◆ **EXERCICE 1**: Recopiez mot pour mot le passage de l'extrait sur le projet de réserve naturelle, en commençant à "DREAL Normandie Service" et en terminant à "jurassiques du Calvados.".

◆ **EXTRAIT SOURCE**:
DREAL Normandie Service Nature et Biodiversité 

 

Objet : Projet de création d’une réserve naturelle nationale sur les falaises jurassiques du Calvados.

 

Madame, Monsieur, J’ai pris connaissance du projet de réserve naturelle nationale (RNN) dont la consultation publique a lieu du 24 août au 16 septembre : https://www.normandie.developpement-durable.gouv.fr/projet-de-creation-d-unereserve-naturelle-a4158.html .

 

Le projet de réserve peut se justifier pour améliorer la gestion et la valorisation du patrimoine géologique. J’adhère entièrement à la nécessité de protéger certains affleurements comme le stratotype et les falaises de roches dures (calcaires, grès) en zone littorale et le reste des typologies rocheuses dans les terres. MAIS, l’interdiction de collecter les fossiles soumis à l’érosion naturelle littorale dans les formations meubles (argiles, marnes, calcaires marneux) est incompréhensible. Ils seront détruits en quelques jours à quelques semaines dans tous les cas.

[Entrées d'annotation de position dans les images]

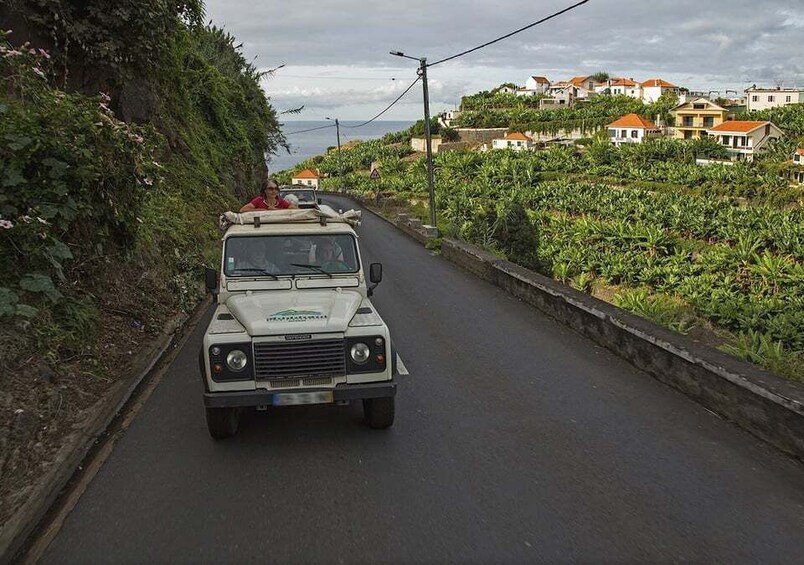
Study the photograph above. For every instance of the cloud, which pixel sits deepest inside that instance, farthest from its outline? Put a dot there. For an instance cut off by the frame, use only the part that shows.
(328, 46)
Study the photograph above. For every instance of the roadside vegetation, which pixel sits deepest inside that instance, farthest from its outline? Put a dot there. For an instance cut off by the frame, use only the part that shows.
(123, 134)
(716, 252)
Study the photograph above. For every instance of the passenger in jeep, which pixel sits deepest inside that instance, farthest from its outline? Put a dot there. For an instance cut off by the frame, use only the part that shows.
(268, 200)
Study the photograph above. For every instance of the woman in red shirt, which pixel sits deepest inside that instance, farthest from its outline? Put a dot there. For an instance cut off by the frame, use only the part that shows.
(268, 200)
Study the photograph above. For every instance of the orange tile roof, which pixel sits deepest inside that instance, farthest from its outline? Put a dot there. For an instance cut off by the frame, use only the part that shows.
(653, 82)
(306, 174)
(517, 136)
(633, 121)
(736, 126)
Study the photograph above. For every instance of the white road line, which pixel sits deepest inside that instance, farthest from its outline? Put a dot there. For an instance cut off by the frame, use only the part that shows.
(400, 366)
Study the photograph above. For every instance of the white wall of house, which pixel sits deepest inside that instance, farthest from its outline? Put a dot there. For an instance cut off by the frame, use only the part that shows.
(515, 144)
(745, 145)
(764, 98)
(539, 88)
(653, 93)
(620, 135)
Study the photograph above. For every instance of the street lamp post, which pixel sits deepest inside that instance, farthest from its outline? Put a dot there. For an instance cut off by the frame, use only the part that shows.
(338, 134)
(428, 138)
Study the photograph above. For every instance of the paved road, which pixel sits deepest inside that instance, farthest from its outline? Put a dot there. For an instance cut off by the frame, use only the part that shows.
(516, 440)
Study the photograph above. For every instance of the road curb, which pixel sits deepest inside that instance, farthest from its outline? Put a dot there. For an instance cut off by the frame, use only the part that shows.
(68, 459)
(768, 406)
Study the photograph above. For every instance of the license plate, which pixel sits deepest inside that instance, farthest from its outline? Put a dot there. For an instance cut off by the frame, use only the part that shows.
(292, 398)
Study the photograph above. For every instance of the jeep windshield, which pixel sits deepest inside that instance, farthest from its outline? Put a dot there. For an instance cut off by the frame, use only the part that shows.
(284, 255)
(307, 197)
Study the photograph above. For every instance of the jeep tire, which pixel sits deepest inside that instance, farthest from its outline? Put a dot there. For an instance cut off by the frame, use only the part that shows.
(222, 423)
(378, 413)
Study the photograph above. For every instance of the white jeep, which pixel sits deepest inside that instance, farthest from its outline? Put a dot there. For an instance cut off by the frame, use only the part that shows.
(294, 322)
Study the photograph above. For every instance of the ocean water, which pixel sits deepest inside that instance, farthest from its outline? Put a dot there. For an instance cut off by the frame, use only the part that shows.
(311, 143)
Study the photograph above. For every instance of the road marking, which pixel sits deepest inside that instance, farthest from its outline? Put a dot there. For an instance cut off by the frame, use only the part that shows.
(400, 366)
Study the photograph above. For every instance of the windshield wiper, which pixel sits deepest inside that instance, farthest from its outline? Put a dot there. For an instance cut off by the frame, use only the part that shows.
(316, 268)
(260, 271)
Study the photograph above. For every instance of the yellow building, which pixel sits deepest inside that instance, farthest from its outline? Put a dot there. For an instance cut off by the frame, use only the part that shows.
(694, 117)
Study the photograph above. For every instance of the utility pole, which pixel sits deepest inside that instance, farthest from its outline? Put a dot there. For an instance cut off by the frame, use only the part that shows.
(422, 72)
(340, 160)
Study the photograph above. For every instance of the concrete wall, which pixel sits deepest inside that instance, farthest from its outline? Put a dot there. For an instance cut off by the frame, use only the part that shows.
(485, 135)
(760, 402)
(420, 144)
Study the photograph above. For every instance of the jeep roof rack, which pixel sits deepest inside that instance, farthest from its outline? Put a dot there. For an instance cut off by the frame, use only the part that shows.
(321, 215)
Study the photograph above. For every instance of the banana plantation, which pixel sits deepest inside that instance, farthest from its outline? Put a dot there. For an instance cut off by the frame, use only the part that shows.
(707, 247)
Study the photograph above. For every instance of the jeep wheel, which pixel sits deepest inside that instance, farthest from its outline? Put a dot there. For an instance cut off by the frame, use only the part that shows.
(379, 412)
(222, 422)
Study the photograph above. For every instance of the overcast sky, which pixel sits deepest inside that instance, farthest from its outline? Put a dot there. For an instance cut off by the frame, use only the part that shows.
(337, 61)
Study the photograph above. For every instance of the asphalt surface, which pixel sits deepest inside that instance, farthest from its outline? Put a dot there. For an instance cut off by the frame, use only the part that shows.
(516, 440)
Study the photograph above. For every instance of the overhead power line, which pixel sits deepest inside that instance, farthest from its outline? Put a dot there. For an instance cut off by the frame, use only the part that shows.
(311, 129)
(550, 17)
(387, 108)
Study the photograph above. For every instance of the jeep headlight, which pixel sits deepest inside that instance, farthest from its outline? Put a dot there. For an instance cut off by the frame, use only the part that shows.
(236, 360)
(360, 353)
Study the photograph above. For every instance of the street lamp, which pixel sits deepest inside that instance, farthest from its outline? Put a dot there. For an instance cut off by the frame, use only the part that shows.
(340, 161)
(428, 138)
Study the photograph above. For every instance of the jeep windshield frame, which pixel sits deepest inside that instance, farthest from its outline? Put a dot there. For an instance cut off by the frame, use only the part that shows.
(292, 255)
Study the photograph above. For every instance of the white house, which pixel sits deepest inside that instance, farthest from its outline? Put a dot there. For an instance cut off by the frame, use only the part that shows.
(537, 84)
(585, 86)
(625, 87)
(798, 159)
(652, 89)
(764, 98)
(307, 177)
(561, 95)
(514, 140)
(743, 139)
(632, 128)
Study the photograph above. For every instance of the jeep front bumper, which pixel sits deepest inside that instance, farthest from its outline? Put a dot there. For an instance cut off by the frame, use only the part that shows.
(340, 393)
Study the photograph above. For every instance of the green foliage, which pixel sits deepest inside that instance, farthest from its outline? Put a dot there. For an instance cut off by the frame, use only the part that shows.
(129, 36)
(84, 193)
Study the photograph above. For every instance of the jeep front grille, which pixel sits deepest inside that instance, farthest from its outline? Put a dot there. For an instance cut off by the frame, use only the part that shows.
(317, 358)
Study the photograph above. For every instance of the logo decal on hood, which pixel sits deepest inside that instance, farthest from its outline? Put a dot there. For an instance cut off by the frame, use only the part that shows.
(296, 316)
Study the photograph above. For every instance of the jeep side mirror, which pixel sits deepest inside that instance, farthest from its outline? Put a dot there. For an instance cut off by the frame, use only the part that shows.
(375, 273)
(375, 276)
(211, 279)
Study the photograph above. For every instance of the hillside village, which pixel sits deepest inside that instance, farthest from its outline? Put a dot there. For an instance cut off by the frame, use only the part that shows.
(691, 115)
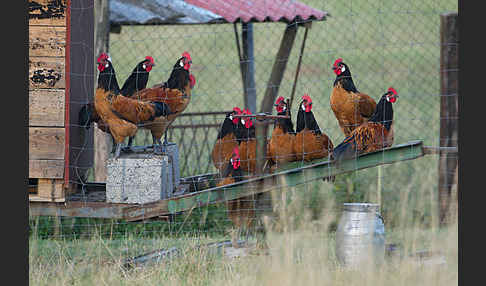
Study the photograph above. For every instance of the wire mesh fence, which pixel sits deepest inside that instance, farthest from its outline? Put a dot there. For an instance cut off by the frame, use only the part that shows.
(384, 43)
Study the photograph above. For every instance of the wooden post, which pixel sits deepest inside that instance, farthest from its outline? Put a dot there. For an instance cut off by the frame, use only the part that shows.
(247, 64)
(278, 68)
(449, 71)
(249, 67)
(102, 141)
(297, 72)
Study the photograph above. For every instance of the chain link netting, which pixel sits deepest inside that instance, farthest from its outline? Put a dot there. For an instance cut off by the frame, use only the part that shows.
(384, 43)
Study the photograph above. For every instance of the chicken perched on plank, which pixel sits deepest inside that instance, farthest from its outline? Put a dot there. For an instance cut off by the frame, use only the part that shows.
(281, 145)
(226, 140)
(121, 113)
(240, 211)
(351, 107)
(373, 135)
(136, 81)
(245, 135)
(176, 93)
(310, 142)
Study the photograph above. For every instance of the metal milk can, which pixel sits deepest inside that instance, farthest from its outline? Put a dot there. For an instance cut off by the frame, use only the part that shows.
(360, 235)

◆ **EXERCICE 2**: Veuillez énumérer toutes les lignes de la liste qui contiennent le mot "wheel", en tenant compte de la casse.

◆ **SOLUTION RÉDIGÉE 1**:
DREAL Normandie Service Nature et Biodiversité 

 

Objet : Projet de création d’une réserve naturelle nationale sur les falaises jurassiques du Calvados.

◆ **SOLUTION RÉDIGÉE 2**:
Study the photograph above. For every instance of the jeep wheel, which pixel sits deepest inside that instance, farthest from its outline? Put a dot there. For an instance cut off by the frame, use only the part that shows.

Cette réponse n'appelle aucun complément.